[Object location annotation data]

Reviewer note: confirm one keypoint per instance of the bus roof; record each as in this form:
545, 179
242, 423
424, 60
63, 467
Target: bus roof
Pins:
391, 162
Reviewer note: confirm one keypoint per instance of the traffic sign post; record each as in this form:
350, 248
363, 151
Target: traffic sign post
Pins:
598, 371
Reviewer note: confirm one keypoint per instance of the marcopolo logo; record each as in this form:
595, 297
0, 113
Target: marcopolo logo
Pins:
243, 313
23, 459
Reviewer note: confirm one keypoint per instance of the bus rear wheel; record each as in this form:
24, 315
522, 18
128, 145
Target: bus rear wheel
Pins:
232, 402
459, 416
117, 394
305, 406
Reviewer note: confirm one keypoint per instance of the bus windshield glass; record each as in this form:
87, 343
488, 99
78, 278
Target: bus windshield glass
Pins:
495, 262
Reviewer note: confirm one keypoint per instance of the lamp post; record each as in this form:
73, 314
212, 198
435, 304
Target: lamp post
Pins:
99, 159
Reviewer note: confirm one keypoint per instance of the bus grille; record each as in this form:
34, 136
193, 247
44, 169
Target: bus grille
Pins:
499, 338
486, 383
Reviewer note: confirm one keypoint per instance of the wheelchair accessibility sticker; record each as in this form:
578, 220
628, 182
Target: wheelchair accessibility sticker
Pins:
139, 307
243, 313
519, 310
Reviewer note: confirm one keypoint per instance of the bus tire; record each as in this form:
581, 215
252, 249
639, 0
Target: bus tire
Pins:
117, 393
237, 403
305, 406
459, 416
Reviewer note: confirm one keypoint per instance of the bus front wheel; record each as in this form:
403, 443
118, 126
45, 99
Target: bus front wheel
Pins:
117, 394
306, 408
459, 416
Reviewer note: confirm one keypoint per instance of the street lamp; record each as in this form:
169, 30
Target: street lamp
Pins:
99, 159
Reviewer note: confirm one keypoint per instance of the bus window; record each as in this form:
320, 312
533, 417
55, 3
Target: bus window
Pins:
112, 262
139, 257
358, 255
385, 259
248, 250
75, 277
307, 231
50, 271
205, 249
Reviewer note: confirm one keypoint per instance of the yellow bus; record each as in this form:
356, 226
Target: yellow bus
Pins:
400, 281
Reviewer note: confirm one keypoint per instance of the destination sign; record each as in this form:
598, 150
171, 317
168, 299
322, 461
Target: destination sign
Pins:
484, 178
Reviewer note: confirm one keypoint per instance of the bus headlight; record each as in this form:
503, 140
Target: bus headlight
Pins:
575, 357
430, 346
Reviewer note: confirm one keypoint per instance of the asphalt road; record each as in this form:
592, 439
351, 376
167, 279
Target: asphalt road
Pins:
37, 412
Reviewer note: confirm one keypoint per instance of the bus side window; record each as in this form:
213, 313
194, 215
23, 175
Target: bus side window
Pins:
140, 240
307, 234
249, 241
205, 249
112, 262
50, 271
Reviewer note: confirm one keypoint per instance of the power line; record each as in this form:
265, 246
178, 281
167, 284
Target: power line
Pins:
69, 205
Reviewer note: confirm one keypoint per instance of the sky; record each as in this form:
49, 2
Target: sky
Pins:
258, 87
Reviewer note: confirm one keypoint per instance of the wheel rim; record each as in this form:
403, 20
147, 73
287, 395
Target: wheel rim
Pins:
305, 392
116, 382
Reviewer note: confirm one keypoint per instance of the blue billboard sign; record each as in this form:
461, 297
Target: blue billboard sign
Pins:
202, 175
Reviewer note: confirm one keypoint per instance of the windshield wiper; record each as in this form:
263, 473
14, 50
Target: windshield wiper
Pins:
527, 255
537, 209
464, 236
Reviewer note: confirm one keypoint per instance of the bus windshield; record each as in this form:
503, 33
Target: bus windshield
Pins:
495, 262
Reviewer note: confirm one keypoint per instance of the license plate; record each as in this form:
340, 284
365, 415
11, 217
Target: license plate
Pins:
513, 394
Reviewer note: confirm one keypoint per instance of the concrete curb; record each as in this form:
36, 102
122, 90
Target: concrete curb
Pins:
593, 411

Given problem:
Copy the rows again, starting at the line containing "the bus windshield;" and ending at the last row. Shift every pin coordinate by adding 67 to it, and leave the reviewer notes and the sample points under them unchanged.

Written reply:
Reviewer note: confirm one keypoint per instance of the bus windshield; record each as in this form:
503, 33
Target: bus windshield
Pins:
562, 329
Reviewer note: confirm one keypoint per instance of the license plate; record each as in this form:
340, 284
365, 415
11, 217
Target: license plate
Pins:
580, 461
Reviewer note: confirm one keypoint per instance of the concrete curb; record each as in this form:
36, 102
122, 90
Target: concrete curb
Pins:
660, 478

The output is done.